What is needed: Report the lines of the data below that contain the string "white".
━━━━━ Material for this task ━━━━━
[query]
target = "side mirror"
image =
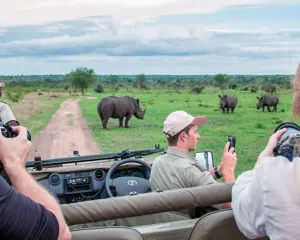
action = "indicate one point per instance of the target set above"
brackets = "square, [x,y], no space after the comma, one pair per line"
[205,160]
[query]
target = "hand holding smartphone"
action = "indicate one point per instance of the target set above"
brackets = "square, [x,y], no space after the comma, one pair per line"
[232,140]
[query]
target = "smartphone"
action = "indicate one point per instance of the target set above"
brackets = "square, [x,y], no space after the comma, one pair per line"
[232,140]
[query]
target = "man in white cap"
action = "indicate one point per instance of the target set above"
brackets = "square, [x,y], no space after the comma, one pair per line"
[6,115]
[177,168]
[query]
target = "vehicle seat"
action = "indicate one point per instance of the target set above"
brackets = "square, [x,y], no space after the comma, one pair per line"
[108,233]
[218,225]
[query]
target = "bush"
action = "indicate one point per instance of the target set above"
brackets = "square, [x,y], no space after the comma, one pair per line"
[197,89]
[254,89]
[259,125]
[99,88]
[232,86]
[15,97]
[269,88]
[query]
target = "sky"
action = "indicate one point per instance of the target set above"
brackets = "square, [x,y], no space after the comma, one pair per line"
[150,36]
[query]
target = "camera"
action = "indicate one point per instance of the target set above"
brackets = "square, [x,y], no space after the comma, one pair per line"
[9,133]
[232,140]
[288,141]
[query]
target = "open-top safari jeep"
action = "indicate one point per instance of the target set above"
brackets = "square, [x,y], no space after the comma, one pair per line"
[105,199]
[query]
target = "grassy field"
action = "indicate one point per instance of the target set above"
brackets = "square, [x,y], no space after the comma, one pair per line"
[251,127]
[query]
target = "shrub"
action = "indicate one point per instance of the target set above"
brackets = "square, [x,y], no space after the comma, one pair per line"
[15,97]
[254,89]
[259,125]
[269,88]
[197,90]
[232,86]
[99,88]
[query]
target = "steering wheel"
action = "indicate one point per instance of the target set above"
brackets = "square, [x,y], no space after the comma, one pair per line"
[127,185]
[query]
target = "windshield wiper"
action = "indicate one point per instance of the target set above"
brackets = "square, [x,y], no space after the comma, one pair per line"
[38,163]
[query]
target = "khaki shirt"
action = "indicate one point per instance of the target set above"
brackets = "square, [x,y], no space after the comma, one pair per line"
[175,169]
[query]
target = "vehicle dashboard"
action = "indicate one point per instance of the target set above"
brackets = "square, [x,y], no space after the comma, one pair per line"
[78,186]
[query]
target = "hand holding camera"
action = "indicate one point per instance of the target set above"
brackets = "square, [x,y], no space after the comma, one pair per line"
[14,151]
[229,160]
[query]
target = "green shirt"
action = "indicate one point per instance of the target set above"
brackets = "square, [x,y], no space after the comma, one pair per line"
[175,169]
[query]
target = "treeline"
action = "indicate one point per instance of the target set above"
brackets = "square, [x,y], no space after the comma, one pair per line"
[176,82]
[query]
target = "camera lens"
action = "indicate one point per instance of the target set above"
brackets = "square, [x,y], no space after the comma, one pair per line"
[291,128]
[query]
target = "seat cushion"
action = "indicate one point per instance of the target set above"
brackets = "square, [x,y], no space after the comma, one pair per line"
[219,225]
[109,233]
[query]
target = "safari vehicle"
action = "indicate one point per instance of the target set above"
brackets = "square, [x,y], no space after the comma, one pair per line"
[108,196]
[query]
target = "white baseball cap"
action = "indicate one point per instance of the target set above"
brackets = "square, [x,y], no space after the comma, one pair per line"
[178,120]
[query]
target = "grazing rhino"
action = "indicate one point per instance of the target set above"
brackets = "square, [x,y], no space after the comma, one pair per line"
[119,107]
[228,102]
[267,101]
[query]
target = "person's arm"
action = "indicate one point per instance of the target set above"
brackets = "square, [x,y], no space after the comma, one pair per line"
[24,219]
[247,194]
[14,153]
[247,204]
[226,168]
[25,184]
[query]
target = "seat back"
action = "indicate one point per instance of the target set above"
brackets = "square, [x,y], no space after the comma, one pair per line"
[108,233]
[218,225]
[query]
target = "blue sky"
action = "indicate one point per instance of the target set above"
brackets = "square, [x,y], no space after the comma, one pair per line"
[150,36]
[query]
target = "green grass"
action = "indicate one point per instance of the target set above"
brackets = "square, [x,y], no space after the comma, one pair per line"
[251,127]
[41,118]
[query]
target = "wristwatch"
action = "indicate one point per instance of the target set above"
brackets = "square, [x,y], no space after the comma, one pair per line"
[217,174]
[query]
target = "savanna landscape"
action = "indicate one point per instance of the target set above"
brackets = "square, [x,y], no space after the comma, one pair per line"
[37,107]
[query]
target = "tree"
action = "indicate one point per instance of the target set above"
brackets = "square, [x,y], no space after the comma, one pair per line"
━━━━━
Response for this exercise:
target = "man in white cap"
target = "white baseball cap"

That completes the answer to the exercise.